** WRITTEN EXERCISE **
Transcribe the lines of the records starting with the one that has "the sky between" in it and ending with the last, and transcribe nothing else.

** DATASET ROWS **
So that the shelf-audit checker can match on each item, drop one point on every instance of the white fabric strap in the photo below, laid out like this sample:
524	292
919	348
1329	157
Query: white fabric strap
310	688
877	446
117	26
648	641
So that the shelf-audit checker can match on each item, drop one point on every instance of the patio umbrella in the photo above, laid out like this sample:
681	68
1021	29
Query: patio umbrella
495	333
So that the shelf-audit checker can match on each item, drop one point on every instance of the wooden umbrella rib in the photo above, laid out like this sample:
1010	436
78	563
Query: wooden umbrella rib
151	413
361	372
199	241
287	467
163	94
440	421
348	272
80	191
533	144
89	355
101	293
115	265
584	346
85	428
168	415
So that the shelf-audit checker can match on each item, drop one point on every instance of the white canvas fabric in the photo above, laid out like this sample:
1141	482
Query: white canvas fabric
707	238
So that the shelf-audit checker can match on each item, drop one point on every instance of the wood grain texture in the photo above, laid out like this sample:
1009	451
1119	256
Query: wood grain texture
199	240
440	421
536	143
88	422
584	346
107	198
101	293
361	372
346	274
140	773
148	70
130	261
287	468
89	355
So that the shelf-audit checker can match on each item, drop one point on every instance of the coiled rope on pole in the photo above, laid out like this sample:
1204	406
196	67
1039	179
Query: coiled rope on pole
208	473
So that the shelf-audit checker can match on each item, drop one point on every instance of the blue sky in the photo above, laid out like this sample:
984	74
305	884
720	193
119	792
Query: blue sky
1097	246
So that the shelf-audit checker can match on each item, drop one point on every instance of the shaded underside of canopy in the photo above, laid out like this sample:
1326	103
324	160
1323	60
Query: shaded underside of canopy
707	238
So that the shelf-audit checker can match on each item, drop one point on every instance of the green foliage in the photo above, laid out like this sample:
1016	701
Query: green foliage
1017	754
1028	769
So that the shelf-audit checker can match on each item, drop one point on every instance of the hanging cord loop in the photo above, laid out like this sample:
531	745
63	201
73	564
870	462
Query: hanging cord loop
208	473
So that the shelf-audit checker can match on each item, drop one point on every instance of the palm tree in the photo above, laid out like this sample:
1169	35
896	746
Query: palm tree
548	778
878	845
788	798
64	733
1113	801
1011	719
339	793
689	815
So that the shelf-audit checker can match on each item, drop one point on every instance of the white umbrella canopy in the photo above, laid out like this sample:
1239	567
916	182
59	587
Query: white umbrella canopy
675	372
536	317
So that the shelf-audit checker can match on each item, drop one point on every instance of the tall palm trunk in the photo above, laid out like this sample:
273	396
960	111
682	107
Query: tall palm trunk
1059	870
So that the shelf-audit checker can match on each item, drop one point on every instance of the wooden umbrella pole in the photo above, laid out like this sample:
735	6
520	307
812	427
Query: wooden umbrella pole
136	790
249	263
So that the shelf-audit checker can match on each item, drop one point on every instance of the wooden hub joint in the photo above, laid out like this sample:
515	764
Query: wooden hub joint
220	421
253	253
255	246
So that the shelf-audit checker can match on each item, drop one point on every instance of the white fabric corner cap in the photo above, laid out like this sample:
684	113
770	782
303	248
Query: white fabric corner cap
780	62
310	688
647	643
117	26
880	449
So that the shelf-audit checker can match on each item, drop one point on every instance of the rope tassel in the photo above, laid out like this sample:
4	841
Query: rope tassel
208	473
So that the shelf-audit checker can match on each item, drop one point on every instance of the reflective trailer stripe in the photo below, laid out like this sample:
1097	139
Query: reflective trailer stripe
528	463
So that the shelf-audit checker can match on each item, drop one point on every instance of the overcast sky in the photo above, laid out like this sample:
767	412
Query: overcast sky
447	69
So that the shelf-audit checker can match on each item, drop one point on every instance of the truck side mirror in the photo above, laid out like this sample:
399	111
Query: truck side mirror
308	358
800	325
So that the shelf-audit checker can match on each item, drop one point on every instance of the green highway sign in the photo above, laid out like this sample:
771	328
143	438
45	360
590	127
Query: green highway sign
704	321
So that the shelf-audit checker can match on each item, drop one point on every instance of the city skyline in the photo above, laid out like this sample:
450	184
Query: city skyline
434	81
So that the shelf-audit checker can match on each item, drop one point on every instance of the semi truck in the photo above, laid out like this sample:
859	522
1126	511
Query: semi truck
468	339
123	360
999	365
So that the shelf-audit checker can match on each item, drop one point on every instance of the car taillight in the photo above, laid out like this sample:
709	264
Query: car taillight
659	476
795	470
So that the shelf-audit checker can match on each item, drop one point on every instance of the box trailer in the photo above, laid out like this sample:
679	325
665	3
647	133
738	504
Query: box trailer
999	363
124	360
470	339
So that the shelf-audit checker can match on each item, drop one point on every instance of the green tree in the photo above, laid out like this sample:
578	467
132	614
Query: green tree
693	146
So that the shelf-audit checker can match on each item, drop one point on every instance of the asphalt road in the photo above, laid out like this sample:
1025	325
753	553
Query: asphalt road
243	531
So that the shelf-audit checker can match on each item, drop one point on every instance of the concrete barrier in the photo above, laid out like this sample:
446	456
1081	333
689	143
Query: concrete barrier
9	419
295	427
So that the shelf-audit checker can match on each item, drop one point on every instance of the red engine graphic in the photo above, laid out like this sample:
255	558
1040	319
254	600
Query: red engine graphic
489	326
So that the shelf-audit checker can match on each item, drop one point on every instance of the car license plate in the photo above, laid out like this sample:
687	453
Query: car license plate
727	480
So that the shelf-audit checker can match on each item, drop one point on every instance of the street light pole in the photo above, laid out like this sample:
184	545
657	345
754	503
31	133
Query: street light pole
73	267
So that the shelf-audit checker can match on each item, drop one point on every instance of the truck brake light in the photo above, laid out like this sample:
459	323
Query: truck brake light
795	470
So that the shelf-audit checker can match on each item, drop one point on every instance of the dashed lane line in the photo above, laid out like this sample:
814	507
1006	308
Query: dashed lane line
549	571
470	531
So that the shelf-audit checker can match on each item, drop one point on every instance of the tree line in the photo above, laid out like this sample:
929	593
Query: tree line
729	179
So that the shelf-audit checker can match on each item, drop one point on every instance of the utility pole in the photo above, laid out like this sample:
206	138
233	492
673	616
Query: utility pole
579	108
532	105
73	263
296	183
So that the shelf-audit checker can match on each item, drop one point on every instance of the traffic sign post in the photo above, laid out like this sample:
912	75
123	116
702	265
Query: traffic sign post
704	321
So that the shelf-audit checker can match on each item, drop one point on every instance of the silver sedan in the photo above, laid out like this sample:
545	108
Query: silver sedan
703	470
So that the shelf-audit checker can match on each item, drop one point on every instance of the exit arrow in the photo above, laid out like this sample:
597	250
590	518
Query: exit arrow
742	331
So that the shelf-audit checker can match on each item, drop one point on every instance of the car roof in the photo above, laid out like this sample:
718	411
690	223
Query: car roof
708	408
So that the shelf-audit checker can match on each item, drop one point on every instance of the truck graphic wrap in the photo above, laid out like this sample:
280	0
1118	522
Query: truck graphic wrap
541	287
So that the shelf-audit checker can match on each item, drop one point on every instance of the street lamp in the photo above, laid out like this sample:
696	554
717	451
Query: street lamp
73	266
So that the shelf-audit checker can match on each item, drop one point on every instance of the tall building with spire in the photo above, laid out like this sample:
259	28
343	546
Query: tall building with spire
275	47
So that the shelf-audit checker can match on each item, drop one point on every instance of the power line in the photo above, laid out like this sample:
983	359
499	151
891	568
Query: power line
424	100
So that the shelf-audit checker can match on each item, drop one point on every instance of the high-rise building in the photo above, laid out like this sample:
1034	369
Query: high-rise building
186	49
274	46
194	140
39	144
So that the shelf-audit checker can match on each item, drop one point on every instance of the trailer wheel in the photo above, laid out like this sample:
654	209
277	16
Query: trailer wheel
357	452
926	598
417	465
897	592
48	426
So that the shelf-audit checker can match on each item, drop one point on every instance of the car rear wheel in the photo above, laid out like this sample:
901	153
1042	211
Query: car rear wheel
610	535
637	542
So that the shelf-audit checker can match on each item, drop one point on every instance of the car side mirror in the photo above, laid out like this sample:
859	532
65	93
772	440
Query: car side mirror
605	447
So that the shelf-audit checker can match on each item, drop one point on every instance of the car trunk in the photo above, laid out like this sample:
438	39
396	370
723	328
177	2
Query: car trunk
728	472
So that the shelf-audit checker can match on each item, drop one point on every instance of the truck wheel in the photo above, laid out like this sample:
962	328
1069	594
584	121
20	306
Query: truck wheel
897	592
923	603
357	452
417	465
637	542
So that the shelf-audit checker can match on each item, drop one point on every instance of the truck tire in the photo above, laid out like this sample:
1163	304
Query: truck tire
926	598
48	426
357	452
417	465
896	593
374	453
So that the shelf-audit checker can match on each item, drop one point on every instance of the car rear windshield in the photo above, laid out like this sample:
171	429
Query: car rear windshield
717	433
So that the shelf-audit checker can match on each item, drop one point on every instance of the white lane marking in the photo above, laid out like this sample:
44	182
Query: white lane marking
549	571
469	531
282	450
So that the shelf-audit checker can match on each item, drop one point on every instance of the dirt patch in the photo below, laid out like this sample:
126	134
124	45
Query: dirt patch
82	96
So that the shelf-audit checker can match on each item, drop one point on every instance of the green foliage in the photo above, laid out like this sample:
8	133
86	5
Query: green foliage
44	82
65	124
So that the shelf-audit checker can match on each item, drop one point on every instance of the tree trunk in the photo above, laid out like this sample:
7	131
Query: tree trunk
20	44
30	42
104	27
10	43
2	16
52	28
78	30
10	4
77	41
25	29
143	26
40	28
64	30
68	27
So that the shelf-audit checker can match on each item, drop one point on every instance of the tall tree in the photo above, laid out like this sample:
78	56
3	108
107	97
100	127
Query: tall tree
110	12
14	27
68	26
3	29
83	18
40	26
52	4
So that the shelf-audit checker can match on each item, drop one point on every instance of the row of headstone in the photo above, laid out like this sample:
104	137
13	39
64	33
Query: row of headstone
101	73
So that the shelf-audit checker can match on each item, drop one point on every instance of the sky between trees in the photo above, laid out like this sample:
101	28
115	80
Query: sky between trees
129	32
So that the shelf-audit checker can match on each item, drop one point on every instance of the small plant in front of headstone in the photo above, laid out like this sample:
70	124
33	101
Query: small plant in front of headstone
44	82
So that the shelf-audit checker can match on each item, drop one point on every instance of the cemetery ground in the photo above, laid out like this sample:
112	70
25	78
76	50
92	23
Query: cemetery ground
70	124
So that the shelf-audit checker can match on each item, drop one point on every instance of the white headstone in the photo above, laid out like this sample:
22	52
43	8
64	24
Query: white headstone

** TASK OUTPUT **
So that the shelf-audit checker can match on each item, drop one point on every instance of the sky between trees in the photo above, laid out like this sample:
101	28
115	80
Query: sky between trees
129	32
So that the shelf-audit checker can match on each item, drop one point on every instance of the small plant in front of headstone in the photo above, laid out like this sample:
70	124
33	101
Query: small plant in front of headstone
44	82
So that the shelf-audit checker can match on each item, drop one point on every instance of the cemetery ground in the photo above, laid out like this sample:
112	70
25	78
76	50
92	23
Query: cemetery ground
70	124
So that the shelf-audit checker can match on each item, drop one point on every instance of the white headstone in the photo above, laid out like this sample:
22	52
43	8
64	24
Query: white headstone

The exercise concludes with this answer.